Recopiez sans rien changer le passage de l'article ci-dessous sur les écoles secondaires qui commence par « Ecoles secondaires : un » et se termine par « du libéralisme ? ».

(Texte à lire):
· · · · ·
Ecoles secondaires : un marché comme les autres ?Clés pour comprendre

2 novembre 2011

La Belgique a pour malheur d’avoir l’un des systèmes scolaires les plus reproducteurs des inégalités sociales… Les écoles deviendraient-elles des laboratoires du libéralisme ?

« Notre Constitution le garantit : les parents peuvent choisir l’école de leurs enfants. Ce principe lié, à l’époque de l’Indépendance, à l’autonomie religieuse, a aujourd’hui été transformé en choix, sur un marché, de l’école la plus performante, constate Bernard Rey, professeur à l’ULB dans le service des Sciences de l’éducation. Lors de l’unification des différentes filières (1), avec le rénové, on a répondu à la fois à une demande des entreprises de trouver des travailleurs plus qualifiés et à une volonté de promotion sociale, de démocratisation. » Mais l’égalité des chances ne s’est pas traduite dans les faits, la réussite scolaire restant très corrélée statistiquement à l’origine sociale des élèves. « Et la polarisation entre écoles est devenue extrême. »

« Il y a une vraie violence institutionnelle, constate Pierre Waaub, enseignant et président de Changements pour l’égalité (CGé) (2), à présenter l’école comme le lieu où tout le monde a sa chance s’il travaille. Ce n’est pas vrai ! De plus, si les élèves viennent d’un milieu défavorisé, l’école abaisse son niveau d’exigence. Et on finit par donner un enseignement simplifié – donc moins intéressant – à ceux qui sont déjà moins intéressés à l’origine. C’est un cercle vicieux. » Une situation que le marché scolaire libre renforce, les parents les mieux informés (donc souvent les plus éduqués, les mieux lotis) plaçant leurs enfants dans les meilleures écoles. « C’est extrêmement difficile à contrer, pense Bernard Rey. Car même les personnes les plus convaincues de l’injustice du système, une fois placées face à ce choix en tant que parents, préfèrent bien souvent l’école la plus réputée, coincées qu’elles sont entre leurs convictions citoyennes et la volonté d’offrir les meilleures chances à leur enfant. »
· · · · ·
(Entrées extraites):
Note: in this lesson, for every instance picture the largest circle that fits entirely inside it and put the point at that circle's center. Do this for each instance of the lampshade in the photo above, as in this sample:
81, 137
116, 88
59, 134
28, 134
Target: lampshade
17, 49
· · · · ·
(Réponse):
Ecoles secondaires : un marché comme les autres ?Clés pour comprendre

2 novembre 2011

La Belgique a pour malheur d’avoir l’un des systèmes scolaires les plus reproducteurs des inégalités sociales… Les écoles deviendraient-elles des laboratoires du libéralisme ?